Metin alıntısı:
Translate

30 Ağustos 2016 Salı

Blatella Germanica

Şu hayatta bir arılara bir de hamam böceklerine saygı duymuşumdur. Tamam, kabul, biraz -aslında bayağı- irite edici olabilir fakat o görünüşün altında, radyasyona senden benden 15 kat daha fazla dayanıklı bi' vücut var. Blatella Germanica'ya gelirsek; hani evlerinizde çıkan oraya buraya koşuşturan ökaryotlar var ya, işte o'nun Latince adı. Evrim mekanizmasını sevdiğim..

Bu da benden Meksika halk şarkısı:

https://www.youtube.com/watch?v=_VILr1xH3io



Sanırım insanları çok fazla yargılıyorum ve bu beni içten içe mutlu ediyor. Mutlu eden kısmı yargıladığım insanların fikren toplumun çoğunluğunu oluşturması ve hayatımın analizini yapıp beni ben yapan faktörleri topladığımızda ortaya çıkan bireyin azınlıkta kalışı. Azınlıklar hep ilgimi çekmiştir, her neyse..

Yönerge: Metin alıntısında yazar, insanları yargılamasının kendisini mutlu eden kısmını ne olarak açıklıyor?

Saklanan veriler:
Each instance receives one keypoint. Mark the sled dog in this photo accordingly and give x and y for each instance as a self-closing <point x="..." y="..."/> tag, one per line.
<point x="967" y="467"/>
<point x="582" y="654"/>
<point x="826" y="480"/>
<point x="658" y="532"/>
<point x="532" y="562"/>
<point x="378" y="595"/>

Beklenen yanıt: Yargıladığı insanların fikren toplumun çoğunluğunu oluşturması ve onu kendisi yapan faktörler toplandığında ortaya çıkan bireyin azınlıkta kalması.